-- Begin PROVIDED DATA --
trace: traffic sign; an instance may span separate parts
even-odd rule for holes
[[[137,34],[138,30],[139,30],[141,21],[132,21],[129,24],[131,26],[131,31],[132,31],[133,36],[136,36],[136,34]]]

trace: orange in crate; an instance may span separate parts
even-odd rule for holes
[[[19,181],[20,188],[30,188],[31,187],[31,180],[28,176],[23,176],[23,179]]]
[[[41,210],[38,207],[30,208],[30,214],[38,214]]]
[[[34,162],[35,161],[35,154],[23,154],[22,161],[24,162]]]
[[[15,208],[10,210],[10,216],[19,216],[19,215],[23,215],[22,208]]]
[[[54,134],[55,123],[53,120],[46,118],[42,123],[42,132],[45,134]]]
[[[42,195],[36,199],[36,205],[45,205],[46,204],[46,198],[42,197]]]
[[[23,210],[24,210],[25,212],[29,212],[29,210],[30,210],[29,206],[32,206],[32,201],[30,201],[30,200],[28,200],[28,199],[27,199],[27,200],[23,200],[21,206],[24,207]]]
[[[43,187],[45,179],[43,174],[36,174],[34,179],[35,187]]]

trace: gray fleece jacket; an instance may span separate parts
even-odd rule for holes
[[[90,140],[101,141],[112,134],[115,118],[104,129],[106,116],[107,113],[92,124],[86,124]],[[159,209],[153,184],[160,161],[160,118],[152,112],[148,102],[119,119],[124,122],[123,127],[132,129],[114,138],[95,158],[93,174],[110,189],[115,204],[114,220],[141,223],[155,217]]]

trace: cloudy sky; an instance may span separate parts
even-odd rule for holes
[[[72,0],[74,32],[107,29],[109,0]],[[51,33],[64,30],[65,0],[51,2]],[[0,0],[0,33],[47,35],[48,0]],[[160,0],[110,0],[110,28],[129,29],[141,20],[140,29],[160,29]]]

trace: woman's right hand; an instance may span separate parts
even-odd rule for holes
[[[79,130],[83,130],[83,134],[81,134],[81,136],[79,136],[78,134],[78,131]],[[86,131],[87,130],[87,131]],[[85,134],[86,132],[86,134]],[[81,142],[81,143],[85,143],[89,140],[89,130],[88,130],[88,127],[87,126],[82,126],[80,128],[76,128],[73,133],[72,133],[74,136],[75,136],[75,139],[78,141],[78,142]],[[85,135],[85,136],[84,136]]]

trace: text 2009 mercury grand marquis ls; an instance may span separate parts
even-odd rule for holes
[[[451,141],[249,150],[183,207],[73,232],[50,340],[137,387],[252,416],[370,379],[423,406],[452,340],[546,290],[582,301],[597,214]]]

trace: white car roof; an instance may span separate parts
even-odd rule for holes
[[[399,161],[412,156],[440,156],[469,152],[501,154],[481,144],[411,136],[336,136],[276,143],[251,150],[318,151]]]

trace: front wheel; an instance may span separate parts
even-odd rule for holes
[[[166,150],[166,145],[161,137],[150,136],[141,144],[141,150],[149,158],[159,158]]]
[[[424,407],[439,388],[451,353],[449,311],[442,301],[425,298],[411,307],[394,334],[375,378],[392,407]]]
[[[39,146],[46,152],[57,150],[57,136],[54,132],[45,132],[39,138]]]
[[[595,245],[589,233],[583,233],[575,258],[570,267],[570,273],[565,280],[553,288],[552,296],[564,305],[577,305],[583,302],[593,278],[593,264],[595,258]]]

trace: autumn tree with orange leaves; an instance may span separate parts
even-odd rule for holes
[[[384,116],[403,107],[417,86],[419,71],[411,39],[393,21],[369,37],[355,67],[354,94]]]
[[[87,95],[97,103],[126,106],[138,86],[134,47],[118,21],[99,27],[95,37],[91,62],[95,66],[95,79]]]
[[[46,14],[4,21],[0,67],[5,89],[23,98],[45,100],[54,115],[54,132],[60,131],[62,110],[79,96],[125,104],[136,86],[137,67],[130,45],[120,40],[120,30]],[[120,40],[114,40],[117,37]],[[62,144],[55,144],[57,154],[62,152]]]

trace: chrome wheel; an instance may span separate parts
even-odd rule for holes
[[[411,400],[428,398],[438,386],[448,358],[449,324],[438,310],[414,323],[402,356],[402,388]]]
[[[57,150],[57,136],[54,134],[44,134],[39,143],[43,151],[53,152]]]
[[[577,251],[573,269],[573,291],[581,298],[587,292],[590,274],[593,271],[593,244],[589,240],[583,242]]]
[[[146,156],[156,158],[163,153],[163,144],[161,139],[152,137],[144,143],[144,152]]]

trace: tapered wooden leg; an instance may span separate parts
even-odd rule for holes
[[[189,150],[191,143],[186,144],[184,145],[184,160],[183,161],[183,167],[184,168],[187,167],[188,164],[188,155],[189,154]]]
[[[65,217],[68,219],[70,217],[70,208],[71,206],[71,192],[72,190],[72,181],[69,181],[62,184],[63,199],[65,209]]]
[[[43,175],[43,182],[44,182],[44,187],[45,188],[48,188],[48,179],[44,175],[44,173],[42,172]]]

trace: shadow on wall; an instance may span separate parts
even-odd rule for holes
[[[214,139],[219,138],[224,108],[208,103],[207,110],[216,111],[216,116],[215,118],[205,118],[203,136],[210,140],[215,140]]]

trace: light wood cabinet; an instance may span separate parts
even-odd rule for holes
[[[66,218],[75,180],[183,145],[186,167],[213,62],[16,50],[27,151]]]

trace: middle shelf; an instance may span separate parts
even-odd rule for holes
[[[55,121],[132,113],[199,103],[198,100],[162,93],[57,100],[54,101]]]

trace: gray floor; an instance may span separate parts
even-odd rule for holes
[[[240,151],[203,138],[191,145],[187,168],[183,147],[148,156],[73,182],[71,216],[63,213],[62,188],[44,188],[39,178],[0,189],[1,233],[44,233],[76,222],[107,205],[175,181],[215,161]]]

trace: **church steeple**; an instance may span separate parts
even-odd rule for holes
-- End PROVIDED DATA --
[CHALLENGE] Rewrite everything from the line containing "trace: gray floor;" down to the end of the lines, keeping every line. Shift each coordinate in the polygon outlines by -91 and leave all other text unchanged.

[EXERCISE RESPONSE]
trace: gray floor; an instance may span separate parts
even-odd rule for holes
[[[149,60],[112,47],[100,54],[96,77],[92,56],[57,65],[-18,91],[-20,125],[-28,122],[-29,97],[-47,97],[-52,87],[-91,98],[-90,142],[-47,142],[-15,131],[16,114],[84,90],[124,70]]]

trace: **church steeple**; an instance may span separate parts
even-odd rule for holes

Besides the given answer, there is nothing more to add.